Exercise brief
Render as a numbered list everything from the line containing "Locate every instance of the dirt" down to the last line of the items below, both ends included, with any blank lines left out.

Records for processing
+++

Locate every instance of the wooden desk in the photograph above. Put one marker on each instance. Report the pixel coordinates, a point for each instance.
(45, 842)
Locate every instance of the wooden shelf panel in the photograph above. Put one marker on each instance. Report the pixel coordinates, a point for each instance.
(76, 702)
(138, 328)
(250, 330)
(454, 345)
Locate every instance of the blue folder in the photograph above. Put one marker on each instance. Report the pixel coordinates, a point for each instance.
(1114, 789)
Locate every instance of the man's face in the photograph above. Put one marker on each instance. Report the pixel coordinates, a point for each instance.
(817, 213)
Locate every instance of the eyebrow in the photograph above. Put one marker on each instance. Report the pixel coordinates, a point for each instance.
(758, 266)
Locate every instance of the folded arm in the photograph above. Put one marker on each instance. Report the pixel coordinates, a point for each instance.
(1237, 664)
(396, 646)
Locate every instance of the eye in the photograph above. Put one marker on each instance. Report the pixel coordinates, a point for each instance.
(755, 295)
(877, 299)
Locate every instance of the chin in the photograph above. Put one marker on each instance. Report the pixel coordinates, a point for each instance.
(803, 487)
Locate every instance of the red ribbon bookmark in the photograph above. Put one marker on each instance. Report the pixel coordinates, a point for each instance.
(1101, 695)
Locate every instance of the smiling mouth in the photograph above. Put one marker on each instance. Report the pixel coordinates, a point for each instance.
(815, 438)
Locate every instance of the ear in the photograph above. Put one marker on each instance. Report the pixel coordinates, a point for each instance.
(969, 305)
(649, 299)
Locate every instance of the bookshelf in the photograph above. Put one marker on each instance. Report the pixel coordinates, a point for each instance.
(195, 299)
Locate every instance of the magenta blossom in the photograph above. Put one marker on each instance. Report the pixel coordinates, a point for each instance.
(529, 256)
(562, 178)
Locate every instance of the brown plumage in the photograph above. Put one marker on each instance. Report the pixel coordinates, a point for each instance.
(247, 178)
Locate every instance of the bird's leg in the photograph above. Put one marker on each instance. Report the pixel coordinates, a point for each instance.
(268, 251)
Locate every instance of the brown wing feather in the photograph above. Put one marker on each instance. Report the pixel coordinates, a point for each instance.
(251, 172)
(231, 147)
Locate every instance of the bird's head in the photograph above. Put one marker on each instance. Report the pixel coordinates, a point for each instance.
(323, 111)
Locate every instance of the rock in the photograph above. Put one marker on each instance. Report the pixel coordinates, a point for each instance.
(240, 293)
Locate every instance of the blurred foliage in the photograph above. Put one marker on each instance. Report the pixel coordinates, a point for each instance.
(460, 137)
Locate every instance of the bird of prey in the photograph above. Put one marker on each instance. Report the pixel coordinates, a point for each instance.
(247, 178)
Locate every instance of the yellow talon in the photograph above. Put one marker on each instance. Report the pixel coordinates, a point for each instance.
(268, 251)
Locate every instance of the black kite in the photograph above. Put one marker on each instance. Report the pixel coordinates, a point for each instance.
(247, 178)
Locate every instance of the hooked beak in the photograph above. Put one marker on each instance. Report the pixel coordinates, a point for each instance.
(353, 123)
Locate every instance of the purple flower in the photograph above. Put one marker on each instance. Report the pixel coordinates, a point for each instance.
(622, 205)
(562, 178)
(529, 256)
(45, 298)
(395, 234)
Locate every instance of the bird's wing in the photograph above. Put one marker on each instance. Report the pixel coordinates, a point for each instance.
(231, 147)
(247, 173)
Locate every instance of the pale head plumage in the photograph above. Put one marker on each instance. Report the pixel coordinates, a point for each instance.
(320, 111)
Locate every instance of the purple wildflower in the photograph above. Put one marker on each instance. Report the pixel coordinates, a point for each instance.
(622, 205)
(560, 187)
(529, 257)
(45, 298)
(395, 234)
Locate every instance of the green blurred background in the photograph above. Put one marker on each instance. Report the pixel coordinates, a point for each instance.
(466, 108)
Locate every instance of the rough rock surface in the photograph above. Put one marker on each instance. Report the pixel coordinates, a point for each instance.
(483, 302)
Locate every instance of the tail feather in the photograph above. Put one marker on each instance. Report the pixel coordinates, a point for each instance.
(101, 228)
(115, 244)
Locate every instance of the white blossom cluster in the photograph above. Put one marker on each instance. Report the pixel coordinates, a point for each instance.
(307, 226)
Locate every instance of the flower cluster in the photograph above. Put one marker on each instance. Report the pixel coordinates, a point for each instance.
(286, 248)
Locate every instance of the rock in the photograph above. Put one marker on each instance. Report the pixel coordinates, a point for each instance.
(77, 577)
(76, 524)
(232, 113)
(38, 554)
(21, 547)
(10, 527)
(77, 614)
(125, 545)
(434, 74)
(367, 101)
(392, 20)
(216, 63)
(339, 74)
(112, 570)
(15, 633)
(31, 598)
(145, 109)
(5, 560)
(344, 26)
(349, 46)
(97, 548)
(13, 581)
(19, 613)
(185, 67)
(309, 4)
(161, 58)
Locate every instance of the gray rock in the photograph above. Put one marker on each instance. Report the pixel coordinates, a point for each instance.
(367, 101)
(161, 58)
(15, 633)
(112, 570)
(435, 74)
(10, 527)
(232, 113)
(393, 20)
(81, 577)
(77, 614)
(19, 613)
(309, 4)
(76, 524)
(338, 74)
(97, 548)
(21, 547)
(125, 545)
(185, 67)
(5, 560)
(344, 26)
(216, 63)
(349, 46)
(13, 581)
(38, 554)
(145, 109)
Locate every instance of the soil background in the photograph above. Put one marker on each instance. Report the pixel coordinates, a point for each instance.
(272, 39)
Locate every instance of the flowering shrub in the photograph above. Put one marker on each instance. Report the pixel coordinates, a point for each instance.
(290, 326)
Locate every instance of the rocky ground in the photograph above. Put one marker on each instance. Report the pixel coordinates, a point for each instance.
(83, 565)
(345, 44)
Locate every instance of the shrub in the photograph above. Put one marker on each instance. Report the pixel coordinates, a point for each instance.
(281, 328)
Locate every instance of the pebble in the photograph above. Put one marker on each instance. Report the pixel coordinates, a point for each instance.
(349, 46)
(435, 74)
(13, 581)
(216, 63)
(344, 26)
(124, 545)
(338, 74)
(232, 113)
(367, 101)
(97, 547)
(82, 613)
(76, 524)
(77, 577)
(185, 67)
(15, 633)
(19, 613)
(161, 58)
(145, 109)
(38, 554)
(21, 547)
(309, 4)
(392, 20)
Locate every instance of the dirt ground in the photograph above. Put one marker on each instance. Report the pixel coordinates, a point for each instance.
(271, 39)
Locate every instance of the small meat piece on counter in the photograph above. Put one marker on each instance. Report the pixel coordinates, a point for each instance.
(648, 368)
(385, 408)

+++

Result
1. Locate every instance of the dirt ground in the photograph above. Put one marker on each instance. Report the pixel coordinates, a point for each instance.
2. (271, 39)
3. Locate every instance of the small meat piece on counter in the photograph above. Put one marker on each instance. Report the pixel coordinates, a point for each instance.
4. (648, 368)
5. (385, 408)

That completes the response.